■ **Task instructions**
Find the word "below" in the records and copy every line where it occurs.

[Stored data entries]

++++++++++++++++++++

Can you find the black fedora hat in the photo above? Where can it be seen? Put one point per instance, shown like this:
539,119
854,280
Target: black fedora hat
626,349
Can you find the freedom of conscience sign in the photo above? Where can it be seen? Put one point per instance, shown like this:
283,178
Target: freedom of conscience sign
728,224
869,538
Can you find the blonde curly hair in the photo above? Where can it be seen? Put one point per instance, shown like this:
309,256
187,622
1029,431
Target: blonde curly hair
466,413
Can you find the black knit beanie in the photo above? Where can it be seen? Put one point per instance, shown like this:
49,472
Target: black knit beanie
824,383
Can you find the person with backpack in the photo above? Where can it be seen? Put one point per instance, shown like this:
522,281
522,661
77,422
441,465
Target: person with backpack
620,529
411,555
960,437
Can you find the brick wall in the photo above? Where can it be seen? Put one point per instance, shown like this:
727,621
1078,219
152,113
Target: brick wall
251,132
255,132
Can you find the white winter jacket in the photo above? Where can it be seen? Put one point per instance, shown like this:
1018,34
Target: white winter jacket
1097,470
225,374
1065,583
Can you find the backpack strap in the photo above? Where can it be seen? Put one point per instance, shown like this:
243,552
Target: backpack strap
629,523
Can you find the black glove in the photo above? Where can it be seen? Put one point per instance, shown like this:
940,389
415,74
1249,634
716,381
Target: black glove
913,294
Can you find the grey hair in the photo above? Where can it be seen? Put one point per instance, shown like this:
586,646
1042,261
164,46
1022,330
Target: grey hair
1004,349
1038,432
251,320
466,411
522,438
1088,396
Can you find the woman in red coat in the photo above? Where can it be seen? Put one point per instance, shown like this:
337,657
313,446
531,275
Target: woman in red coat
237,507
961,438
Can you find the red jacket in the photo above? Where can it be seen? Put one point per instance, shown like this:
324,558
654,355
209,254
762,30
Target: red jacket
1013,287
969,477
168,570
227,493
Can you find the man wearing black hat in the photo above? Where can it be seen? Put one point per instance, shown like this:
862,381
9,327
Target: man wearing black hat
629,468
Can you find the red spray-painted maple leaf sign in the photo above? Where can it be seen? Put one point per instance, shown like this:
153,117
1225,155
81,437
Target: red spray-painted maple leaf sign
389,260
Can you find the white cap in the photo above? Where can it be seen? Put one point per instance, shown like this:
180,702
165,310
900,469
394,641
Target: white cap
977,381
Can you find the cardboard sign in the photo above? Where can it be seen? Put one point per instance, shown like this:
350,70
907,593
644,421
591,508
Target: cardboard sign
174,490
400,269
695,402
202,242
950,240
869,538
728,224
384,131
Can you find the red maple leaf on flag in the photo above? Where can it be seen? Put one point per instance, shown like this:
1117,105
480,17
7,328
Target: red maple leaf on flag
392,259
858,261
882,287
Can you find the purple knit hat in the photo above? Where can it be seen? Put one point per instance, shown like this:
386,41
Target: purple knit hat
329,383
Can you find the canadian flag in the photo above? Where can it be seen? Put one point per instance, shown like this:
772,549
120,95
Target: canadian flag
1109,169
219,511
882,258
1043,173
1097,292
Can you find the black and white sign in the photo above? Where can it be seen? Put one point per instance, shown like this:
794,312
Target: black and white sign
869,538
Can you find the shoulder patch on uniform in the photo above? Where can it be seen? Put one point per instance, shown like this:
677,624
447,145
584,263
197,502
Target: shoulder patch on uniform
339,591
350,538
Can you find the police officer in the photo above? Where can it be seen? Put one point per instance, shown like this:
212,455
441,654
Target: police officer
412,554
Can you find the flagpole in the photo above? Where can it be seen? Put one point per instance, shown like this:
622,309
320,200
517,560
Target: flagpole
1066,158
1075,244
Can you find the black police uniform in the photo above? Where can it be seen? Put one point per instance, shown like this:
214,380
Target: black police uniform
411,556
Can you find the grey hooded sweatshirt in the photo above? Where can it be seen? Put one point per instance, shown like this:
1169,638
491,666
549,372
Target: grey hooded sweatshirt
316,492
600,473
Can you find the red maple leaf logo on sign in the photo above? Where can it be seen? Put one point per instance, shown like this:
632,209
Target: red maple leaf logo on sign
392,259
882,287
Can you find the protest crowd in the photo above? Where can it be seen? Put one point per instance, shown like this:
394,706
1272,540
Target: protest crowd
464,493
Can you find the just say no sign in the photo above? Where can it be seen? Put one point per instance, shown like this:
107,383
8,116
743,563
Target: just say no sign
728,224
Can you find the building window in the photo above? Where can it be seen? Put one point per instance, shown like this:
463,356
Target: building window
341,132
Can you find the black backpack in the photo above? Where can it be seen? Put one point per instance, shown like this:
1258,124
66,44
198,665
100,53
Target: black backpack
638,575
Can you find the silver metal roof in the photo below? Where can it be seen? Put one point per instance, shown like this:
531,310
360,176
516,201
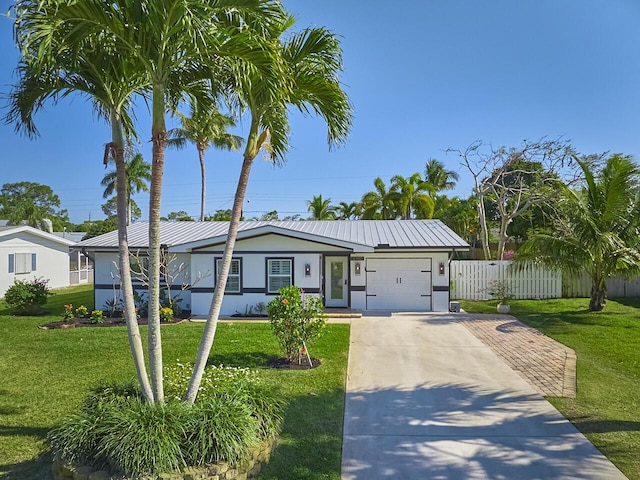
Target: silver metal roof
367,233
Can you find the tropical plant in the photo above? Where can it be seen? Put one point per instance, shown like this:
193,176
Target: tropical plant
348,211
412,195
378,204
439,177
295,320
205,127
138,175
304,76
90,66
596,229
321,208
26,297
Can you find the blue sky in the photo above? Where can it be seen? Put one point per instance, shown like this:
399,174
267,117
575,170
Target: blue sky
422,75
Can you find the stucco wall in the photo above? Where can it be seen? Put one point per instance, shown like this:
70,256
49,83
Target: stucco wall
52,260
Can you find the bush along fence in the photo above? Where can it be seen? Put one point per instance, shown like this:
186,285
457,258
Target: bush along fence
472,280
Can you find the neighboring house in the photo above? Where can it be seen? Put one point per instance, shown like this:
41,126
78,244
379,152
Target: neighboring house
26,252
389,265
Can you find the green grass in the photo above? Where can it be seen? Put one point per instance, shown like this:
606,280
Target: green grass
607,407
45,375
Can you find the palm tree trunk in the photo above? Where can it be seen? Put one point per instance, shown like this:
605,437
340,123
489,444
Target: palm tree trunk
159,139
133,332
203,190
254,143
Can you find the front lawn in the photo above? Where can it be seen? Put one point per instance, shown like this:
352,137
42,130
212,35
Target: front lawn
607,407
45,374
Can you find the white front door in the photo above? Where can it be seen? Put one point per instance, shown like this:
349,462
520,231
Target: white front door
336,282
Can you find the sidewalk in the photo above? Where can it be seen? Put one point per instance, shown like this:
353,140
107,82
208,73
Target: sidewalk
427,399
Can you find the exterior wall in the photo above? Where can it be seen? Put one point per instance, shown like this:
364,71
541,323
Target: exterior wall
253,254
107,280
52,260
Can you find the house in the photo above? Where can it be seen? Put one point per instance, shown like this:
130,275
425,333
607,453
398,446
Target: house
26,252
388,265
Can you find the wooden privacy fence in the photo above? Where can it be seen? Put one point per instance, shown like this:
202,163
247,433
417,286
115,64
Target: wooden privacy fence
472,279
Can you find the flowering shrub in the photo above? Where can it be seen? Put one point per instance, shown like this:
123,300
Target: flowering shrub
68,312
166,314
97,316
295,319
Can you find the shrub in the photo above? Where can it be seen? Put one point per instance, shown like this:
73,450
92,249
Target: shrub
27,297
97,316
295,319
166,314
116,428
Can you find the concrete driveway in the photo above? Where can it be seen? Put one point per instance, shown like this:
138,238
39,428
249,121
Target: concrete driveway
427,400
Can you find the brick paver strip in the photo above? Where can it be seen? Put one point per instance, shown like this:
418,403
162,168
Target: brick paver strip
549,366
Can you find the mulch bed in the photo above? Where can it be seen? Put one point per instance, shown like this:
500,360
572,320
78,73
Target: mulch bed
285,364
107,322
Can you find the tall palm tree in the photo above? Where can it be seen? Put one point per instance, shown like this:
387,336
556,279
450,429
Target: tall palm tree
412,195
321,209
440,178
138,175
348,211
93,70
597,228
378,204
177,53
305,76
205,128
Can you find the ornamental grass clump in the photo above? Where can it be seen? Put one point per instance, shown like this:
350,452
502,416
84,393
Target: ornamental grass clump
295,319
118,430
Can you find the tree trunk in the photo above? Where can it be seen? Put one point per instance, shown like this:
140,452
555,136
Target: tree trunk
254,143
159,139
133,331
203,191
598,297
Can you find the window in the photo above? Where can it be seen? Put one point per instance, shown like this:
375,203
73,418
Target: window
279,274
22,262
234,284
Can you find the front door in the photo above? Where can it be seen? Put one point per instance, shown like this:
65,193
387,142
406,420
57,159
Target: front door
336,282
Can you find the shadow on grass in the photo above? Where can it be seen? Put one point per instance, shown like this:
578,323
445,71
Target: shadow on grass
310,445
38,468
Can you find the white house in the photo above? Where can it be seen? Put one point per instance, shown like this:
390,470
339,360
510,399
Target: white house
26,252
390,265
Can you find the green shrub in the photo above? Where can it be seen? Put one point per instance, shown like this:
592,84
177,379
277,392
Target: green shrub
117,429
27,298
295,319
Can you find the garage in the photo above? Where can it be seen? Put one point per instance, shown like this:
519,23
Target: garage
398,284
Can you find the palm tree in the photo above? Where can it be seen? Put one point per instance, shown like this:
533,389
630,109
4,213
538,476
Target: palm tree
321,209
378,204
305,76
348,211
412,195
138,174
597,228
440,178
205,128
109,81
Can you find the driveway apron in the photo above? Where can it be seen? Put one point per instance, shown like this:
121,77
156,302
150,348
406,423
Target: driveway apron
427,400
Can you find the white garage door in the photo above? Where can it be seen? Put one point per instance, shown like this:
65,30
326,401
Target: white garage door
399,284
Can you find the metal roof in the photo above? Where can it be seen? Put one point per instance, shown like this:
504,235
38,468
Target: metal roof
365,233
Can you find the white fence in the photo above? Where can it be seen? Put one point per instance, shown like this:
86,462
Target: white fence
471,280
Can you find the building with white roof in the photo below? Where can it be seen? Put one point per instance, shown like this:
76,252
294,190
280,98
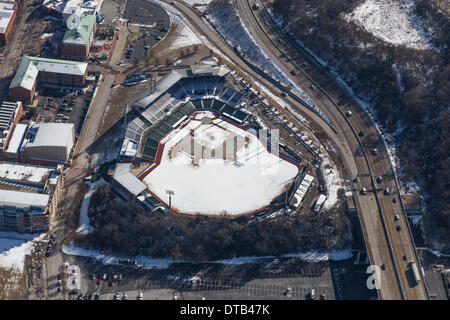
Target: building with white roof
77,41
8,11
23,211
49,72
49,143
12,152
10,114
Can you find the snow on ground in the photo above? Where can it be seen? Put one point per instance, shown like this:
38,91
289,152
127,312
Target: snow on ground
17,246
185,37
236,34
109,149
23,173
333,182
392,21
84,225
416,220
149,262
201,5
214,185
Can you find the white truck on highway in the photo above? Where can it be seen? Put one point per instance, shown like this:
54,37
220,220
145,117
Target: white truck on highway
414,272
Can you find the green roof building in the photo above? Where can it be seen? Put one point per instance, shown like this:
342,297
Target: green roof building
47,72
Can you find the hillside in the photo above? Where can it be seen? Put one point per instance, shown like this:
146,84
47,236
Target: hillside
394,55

++++++++++++++++++++

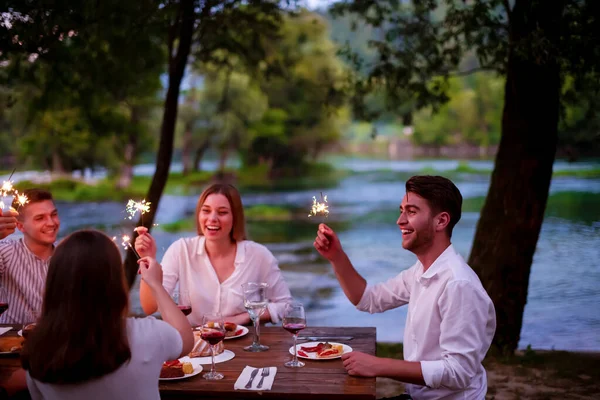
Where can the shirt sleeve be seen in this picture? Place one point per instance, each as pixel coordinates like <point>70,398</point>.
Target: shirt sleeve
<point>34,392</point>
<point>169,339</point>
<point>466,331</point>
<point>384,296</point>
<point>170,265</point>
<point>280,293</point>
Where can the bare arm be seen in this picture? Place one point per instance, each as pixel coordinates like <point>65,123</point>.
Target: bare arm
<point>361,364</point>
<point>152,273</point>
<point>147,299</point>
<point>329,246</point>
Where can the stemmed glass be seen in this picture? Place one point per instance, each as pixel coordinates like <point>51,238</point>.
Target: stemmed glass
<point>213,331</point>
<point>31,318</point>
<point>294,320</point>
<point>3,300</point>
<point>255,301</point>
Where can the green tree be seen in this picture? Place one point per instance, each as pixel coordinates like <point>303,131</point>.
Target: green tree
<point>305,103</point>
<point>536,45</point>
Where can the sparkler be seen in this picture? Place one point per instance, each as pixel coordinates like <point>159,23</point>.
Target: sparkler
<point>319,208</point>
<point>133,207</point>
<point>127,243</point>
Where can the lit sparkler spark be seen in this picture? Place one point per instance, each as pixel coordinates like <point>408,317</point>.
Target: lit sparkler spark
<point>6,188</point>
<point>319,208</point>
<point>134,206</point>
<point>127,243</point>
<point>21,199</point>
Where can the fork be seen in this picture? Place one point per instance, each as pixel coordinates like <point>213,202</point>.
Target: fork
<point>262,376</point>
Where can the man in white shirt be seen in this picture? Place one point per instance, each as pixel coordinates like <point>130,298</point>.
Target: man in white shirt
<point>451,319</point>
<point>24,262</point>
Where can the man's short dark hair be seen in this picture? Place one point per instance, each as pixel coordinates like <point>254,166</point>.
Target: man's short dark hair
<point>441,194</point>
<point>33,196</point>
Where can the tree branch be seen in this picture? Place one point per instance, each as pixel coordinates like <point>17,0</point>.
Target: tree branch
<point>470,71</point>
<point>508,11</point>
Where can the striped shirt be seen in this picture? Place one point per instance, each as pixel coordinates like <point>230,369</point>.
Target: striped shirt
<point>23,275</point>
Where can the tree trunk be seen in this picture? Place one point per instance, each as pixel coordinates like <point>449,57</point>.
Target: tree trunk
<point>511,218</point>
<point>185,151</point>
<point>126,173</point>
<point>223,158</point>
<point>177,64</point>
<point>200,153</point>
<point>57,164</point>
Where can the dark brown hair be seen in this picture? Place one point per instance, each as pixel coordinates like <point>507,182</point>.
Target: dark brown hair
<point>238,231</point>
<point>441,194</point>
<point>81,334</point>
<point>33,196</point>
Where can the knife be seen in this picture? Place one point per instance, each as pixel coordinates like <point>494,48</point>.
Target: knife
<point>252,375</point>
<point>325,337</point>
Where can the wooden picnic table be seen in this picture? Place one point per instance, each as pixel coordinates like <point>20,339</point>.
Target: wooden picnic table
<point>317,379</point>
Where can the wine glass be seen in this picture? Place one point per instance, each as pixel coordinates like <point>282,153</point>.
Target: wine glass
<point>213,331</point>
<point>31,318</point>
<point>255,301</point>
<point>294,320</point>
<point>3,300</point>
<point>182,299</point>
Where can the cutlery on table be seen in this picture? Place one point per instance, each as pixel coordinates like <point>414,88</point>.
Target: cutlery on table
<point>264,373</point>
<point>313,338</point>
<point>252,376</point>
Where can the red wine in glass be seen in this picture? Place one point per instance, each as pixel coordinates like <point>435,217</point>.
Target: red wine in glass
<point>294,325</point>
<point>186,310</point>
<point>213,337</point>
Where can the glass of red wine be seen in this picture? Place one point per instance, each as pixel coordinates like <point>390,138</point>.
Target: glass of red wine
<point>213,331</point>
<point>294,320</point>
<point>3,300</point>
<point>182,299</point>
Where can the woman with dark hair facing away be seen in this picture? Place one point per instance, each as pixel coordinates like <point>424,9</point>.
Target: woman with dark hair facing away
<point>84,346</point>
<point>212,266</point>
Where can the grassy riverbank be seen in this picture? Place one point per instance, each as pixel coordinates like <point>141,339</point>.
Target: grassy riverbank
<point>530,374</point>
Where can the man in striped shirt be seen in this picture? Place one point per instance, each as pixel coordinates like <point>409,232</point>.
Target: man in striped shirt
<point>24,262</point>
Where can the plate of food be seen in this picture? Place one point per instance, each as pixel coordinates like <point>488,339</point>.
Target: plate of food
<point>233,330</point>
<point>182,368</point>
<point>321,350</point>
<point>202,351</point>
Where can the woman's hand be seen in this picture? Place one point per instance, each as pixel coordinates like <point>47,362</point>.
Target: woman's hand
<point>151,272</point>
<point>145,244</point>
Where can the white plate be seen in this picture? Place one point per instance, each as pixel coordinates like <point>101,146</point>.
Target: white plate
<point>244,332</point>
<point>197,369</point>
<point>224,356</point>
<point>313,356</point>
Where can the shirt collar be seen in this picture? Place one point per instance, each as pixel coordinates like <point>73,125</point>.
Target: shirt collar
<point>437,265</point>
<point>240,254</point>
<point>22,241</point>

++++++++++++++++++++

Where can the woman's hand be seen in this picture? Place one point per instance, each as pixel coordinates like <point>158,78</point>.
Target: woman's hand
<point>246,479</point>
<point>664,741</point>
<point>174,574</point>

++++++++++++++++++++

■ **Written reply**
Can you find the silver metal roof in the photo below? Where can it be seen? Put one point per instance, shown like this:
Can you find the building with white roof in the photo below? Where can it be seen? Put one point per instance, shown like this:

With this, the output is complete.